[Opening Supplied records section]

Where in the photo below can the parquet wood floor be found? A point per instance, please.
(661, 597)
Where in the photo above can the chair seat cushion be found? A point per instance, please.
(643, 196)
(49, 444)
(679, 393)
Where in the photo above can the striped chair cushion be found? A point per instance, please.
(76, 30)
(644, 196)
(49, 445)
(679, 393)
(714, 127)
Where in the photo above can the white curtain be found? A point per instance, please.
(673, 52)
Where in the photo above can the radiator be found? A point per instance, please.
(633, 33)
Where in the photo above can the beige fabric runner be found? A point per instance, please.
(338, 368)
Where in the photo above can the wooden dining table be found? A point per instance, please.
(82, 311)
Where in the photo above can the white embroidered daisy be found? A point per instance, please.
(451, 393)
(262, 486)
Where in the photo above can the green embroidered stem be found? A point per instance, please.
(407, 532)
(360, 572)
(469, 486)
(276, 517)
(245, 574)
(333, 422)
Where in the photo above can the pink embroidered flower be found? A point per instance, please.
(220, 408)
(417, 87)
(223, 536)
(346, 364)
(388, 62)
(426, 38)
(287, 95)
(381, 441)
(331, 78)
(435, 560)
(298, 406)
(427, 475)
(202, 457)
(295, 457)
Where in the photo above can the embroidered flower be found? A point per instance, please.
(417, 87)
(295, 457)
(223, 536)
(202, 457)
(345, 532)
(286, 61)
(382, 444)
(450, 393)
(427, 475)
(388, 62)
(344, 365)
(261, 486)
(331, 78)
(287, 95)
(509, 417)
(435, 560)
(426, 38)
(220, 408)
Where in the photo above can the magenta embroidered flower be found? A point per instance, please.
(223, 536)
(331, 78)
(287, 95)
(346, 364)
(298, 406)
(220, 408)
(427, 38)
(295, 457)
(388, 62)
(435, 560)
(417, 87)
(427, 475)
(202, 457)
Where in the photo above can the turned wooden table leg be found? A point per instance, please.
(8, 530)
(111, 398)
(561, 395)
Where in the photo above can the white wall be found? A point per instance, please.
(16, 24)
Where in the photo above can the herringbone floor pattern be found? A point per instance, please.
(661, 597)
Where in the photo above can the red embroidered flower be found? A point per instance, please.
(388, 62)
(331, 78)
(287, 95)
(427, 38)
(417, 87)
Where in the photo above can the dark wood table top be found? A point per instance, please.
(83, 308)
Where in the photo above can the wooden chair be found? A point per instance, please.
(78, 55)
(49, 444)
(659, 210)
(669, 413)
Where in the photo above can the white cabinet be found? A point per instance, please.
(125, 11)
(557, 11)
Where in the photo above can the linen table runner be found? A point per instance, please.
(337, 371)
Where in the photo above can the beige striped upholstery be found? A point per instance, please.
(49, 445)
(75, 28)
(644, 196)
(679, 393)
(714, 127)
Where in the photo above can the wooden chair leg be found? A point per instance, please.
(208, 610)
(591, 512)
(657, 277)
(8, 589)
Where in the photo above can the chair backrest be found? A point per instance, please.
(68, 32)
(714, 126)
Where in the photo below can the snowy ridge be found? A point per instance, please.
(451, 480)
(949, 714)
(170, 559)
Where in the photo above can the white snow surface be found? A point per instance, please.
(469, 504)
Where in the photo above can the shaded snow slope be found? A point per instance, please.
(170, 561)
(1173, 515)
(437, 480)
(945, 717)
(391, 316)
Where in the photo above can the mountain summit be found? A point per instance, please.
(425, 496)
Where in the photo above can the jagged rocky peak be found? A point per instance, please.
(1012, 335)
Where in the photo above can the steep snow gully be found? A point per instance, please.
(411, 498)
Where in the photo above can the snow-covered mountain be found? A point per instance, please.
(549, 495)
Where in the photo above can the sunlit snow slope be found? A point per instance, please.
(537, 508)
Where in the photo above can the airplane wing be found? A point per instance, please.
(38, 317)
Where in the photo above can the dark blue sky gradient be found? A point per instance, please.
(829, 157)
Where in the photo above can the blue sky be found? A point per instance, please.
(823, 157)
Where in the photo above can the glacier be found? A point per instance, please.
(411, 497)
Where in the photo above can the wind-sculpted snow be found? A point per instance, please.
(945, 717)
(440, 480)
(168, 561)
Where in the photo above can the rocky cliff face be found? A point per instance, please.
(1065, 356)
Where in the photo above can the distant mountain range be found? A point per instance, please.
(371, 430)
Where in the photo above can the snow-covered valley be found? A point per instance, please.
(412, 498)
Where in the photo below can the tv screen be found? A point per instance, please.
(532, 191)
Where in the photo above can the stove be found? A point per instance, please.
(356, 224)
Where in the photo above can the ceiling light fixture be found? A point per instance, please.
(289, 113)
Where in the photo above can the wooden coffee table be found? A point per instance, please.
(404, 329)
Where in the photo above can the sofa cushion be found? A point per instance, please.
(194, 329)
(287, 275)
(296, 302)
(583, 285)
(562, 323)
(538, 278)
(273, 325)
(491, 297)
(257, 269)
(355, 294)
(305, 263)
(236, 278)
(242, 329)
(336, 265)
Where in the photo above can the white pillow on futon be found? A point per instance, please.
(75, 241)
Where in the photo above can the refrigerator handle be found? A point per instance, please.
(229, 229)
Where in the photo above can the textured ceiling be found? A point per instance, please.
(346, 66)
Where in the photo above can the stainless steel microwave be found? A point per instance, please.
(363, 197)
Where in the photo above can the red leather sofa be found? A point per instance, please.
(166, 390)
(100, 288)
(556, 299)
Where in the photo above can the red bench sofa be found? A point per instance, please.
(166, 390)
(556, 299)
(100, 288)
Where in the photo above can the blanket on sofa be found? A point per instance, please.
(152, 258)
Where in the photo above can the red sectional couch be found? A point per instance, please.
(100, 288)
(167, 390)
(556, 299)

[Closing Supplied records section]

■ **Your instructions**
Your answer should consist only of the lines from the one that holds "Where in the photo above can the refrigerator" to the end of the entries above, both ends included, each repeated exactly.

■ **Written response**
Where in the photo above can the refrigerator handle be found? A point per instance, please.
(229, 229)
Where in the photo above can the textured ceiling be found? A point per instance, please.
(346, 66)
Where in the photo above can the stainless steel microwave be found? A point per instance, please.
(363, 197)
Where in the photo above can the red leather sofa be found? A point per instance, please.
(166, 390)
(100, 288)
(556, 299)
Where in the photo above can the red bench sofa be found? A point per instance, please.
(166, 390)
(556, 299)
(100, 288)
Where in the photo above can the blanket on sofa be found? A point per instance, please.
(152, 258)
Where in the photo above can the red sectional couch be found? A point per instance, please.
(100, 288)
(167, 390)
(556, 299)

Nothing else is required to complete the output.